Extracted data entries:
▬▬▬

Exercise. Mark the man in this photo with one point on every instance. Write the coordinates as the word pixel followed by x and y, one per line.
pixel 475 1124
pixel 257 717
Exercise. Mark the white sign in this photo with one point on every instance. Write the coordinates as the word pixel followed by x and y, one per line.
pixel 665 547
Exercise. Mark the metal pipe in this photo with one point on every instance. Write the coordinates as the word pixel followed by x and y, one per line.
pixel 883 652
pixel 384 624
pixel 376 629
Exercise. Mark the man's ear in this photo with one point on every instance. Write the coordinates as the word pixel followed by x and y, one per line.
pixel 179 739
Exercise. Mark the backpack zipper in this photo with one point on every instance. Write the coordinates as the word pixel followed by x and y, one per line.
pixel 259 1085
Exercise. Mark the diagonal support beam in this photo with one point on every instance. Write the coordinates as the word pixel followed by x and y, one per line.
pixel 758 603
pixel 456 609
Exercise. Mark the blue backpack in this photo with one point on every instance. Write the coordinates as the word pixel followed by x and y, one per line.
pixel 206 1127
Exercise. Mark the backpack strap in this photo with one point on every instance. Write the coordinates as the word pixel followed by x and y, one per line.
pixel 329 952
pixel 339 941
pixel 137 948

▬▬▬

Aim = Extract every line from the records above and reproduce each one verbatim, in its original order.

Correct output =
Exercise. Mark the man in this photo with one point on every instance. Write the coordinates as the word pixel followed by x and y, one per line.
pixel 475 1124
pixel 257 717
Exercise. Mark the white sign in this photo with one point on every instance. Write the coordinates as the word pixel followed by x and y, one per line.
pixel 665 547
Exercise. Mark the metal pipe in this photo with one point on every instance. Write the coordinates as the word pixel followed by x and y, one per line.
pixel 883 652
pixel 384 624
pixel 376 629
Exercise. Mark the man's ear in this photo with one point on every instance. Write the coordinates as the word pixel followed by x and y, one per line.
pixel 179 739
Exercise. Mark the backpack zipper in this photo with one point on every instance. Write the coordinates as the word pixel followed by x and y, one per line.
pixel 259 1085
Exercise. Mark the diagonal support beam in this photo with one point on every instance. Write the coordinates as the word pixel followed by x and y, one per line.
pixel 758 603
pixel 456 609
Exercise. Mark the blue backpack in this photo with one point on every instance. Write the coordinates as the word pixel followed by x and y, one per line.
pixel 206 1127
Exercise. Mark the backpack strap in this photo with one point on every instance. Write the coordinates as the word pixel followed by x and y, one per line.
pixel 329 952
pixel 339 941
pixel 137 948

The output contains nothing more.